* _Exercise data_:

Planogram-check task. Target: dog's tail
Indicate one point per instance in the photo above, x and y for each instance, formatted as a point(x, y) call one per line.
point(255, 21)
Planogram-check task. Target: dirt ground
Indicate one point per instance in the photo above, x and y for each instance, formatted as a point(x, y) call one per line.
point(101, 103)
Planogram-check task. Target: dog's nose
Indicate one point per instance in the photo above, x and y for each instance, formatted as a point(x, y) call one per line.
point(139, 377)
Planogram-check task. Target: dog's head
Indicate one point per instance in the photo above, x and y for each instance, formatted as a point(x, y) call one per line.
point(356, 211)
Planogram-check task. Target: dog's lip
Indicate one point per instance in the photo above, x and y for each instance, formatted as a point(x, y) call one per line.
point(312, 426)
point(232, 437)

---

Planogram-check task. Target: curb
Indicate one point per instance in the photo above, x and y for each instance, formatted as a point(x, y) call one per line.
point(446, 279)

...

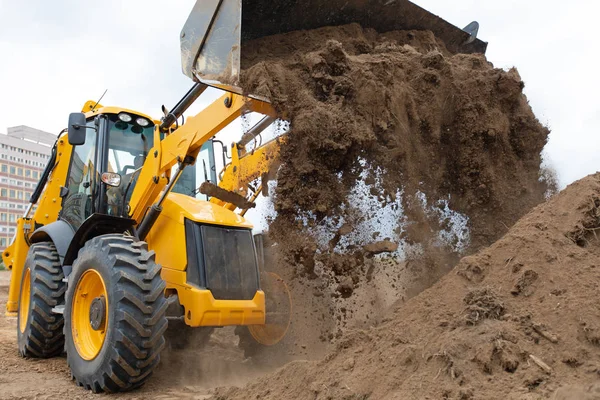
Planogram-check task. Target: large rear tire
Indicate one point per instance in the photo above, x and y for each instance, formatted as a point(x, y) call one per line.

* _Aim of the task_:
Reproduce the material above as a numbered list, from the line containing "Planogram-check task. Target: dog's tail" through the line containing "point(139, 377)", including both of those lines. Skip any blank lines.

* _Output of the task_:
1. Planogram-check task. Target: dog's tail
2. Indicate one point per instance in the photo above, x and y for each instance, formatted as a point(x, y) call one per line.
3. point(255, 21)
4. Planogram-check task. Target: dirt ground
5. Indicate one point per instance in the photo above, x and y for each instance, formatted as a point(x, y) call one per line.
6. point(101, 103)
7. Planogram-check task. Target: dog's nose
8. Indicate one point per instance in the photo above, x and y for each instance, formatted as a point(x, y) call one per line.
9. point(139, 377)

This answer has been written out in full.